- PROBLEM TO SOLVE: Start with the line containing "point: concrete base" and write out each line through the end of the listing, exactly as given.

- EXTRACTED RECORDS:
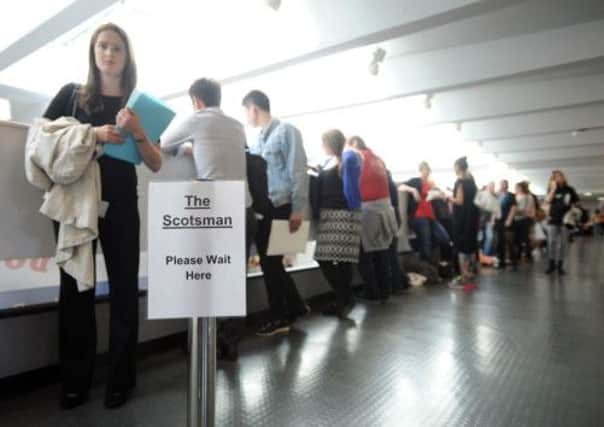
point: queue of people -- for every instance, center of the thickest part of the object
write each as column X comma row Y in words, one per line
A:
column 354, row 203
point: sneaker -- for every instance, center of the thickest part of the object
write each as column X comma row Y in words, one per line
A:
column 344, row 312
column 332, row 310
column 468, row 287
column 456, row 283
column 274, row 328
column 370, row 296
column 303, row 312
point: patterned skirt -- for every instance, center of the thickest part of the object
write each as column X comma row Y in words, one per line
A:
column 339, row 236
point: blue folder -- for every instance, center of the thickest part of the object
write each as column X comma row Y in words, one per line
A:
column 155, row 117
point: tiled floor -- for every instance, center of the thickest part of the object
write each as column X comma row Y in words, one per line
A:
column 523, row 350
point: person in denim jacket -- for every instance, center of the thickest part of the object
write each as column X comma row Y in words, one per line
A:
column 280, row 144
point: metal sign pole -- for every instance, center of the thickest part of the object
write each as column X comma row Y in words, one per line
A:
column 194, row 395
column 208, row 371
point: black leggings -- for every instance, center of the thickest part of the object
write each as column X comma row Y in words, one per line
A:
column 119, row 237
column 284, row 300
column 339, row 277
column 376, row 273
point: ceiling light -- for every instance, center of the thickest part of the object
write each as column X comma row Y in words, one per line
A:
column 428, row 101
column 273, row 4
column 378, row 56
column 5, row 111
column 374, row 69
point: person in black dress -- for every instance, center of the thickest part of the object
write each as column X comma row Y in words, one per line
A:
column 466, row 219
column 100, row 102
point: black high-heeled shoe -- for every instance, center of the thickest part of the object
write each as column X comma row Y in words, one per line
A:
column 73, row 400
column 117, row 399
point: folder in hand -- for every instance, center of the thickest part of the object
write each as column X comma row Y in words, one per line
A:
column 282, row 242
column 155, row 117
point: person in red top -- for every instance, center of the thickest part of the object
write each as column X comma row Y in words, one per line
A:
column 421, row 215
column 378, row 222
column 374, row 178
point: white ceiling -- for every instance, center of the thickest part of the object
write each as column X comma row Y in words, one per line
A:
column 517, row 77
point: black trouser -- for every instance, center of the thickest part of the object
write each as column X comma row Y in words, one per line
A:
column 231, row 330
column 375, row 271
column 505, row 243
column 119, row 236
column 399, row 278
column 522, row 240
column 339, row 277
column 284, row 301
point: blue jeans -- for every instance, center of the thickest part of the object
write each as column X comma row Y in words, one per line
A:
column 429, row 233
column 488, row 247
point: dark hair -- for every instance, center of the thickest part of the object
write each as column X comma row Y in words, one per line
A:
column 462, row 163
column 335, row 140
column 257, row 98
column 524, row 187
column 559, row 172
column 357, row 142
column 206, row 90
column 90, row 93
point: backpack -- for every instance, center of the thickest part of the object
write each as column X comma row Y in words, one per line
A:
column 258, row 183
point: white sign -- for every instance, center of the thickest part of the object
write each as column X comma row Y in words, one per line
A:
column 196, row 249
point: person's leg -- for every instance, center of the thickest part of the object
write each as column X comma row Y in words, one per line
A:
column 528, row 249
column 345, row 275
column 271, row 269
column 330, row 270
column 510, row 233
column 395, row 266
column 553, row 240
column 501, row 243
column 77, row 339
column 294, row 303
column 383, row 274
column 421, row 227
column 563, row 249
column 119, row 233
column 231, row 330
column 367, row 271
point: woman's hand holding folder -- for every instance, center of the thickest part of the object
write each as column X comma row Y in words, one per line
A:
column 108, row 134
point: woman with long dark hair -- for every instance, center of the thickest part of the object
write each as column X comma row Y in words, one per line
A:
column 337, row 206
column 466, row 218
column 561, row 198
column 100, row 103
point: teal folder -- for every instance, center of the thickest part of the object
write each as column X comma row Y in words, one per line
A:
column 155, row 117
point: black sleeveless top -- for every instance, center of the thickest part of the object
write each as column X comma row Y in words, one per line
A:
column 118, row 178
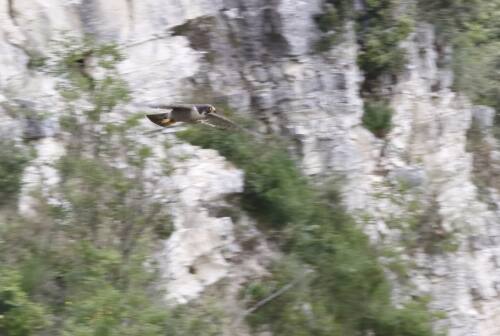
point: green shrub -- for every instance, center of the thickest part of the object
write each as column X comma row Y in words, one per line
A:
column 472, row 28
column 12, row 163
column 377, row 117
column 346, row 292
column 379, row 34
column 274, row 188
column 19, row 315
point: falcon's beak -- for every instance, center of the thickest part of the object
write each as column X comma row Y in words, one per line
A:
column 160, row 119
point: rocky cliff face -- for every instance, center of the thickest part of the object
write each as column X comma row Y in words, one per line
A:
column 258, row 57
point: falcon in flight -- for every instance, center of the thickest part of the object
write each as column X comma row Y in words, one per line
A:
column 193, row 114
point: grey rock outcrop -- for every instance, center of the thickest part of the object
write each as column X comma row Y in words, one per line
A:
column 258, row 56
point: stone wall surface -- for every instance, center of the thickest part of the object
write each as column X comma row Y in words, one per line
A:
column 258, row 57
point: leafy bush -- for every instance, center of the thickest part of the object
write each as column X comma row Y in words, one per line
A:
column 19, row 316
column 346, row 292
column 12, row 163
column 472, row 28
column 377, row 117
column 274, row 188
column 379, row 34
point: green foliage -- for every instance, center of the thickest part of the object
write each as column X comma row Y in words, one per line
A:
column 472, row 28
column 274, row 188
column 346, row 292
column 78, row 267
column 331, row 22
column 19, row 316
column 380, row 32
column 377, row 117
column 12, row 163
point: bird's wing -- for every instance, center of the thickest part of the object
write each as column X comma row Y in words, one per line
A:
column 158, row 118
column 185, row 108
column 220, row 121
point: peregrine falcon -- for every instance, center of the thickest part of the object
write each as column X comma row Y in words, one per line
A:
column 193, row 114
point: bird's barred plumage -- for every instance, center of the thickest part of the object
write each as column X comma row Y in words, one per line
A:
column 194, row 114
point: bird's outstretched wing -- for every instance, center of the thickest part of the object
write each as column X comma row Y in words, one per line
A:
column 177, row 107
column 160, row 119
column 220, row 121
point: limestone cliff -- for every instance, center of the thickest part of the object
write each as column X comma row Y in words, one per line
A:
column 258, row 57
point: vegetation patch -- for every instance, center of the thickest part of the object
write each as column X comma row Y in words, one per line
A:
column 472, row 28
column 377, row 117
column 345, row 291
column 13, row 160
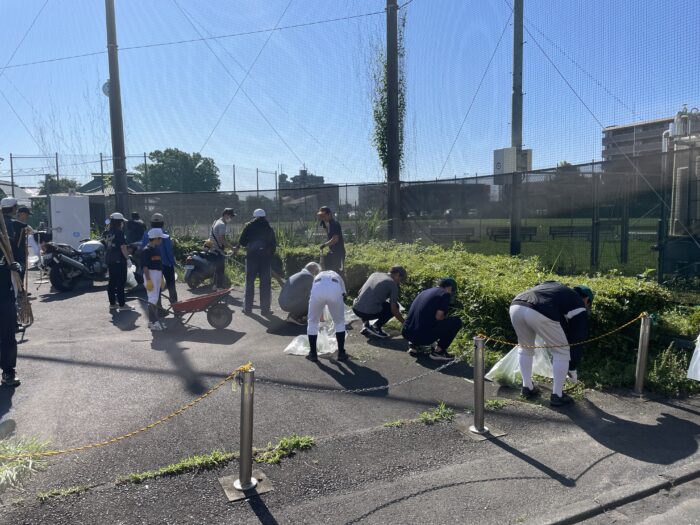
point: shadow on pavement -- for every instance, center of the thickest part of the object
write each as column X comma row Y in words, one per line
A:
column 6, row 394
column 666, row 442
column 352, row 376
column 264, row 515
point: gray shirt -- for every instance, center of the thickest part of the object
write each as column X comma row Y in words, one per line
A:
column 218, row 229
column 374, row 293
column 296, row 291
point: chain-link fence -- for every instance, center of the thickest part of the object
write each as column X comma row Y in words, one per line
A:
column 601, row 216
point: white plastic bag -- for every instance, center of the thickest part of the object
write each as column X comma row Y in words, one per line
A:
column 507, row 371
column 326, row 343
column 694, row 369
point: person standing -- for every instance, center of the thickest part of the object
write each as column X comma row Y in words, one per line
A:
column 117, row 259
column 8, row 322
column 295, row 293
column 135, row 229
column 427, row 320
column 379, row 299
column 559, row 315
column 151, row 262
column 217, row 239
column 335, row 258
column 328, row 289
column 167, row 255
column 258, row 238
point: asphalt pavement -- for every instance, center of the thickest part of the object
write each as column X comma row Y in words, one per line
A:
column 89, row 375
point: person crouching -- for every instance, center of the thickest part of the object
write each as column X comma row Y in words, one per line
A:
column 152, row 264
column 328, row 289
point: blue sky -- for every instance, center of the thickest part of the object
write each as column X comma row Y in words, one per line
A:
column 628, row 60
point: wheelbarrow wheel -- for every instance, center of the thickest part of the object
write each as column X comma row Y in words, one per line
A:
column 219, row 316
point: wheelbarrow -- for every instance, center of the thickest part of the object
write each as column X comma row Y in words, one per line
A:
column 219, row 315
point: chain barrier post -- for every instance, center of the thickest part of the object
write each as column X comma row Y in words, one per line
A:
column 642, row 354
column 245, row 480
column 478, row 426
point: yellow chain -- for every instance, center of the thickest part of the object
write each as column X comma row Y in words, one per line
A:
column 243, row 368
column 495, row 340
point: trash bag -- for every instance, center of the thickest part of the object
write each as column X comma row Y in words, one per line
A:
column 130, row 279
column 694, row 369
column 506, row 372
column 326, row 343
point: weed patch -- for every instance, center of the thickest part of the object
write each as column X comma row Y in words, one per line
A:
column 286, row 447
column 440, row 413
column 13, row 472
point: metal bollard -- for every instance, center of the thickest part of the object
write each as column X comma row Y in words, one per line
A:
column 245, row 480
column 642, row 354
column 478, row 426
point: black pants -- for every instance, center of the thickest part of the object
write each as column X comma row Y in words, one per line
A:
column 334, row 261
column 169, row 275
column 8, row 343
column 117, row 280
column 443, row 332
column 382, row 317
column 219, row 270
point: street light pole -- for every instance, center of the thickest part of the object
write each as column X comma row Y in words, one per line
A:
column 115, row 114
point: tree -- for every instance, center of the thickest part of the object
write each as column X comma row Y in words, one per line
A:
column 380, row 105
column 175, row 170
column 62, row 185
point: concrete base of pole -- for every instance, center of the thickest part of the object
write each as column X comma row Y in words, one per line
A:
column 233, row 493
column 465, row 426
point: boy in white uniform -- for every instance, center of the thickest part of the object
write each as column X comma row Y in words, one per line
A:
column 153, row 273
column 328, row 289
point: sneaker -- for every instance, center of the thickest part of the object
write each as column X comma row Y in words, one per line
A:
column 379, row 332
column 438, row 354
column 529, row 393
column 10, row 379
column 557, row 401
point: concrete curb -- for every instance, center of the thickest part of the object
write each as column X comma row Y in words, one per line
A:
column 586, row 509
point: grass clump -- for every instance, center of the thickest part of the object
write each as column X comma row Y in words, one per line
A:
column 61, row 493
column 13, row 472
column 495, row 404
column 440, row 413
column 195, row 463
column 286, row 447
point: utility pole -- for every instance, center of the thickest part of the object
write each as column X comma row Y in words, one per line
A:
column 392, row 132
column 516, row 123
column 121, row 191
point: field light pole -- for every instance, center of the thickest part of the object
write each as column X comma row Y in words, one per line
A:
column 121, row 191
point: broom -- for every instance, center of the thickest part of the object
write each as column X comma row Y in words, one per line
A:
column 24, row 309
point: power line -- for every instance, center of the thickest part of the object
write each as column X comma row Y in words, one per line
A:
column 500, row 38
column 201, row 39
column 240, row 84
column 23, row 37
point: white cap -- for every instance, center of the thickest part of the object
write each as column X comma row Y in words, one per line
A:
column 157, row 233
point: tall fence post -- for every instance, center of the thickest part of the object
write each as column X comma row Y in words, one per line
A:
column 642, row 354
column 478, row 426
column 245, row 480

- RESPONSE TO THE EXERCISE:
point: concrete base of pole -- for every instance, center of the thickest part of the object
write each as column X comma row Y in words, one per line
A:
column 233, row 493
column 465, row 426
point: boy in white uniform -- for every instance, center of the thickest part of the object
write each as column X comma row Y in words, one per line
A:
column 153, row 273
column 328, row 289
point: sneaker -- for every instance, center of the thickest part of the object
write each as column X comma row Y in words, one per line
A:
column 379, row 332
column 438, row 354
column 529, row 393
column 10, row 379
column 557, row 401
point: concrete curb -- for every instance, center of the thickest part of the object
write each as column X comma row Y in words, one per line
A:
column 586, row 509
point: grass clump -- for every instance, center of the thickest part of the object
write each as column X comma row Y in words, one per line
A:
column 61, row 493
column 13, row 472
column 495, row 404
column 440, row 413
column 195, row 463
column 286, row 447
point: utility pole -- for every instance, center of the thickest part of the object
write each as column X comma row Y in words, one per line
A:
column 392, row 132
column 516, row 123
column 121, row 191
point: field light pole -- for every instance, center of the thickest part of the object
write each as column X comma row Y in words, one per line
A:
column 121, row 191
point: broom -- for every instance, center of the thickest part of the object
write each as column X comma row Y in words, one per line
A:
column 24, row 309
point: power line -- for every instance, center of the thickest part of the object
write each as column X comma row Y in words, one per line
A:
column 500, row 38
column 201, row 39
column 240, row 84
column 23, row 37
point: white cap -- for every instance, center of the thickest part of the object
write each as column X comma row Y in words, one per line
A:
column 157, row 233
point: tall fence post -- for every instance, center of the thickest part of the object
write each as column X comma row Y in words, one per line
A:
column 642, row 354
column 478, row 426
column 245, row 480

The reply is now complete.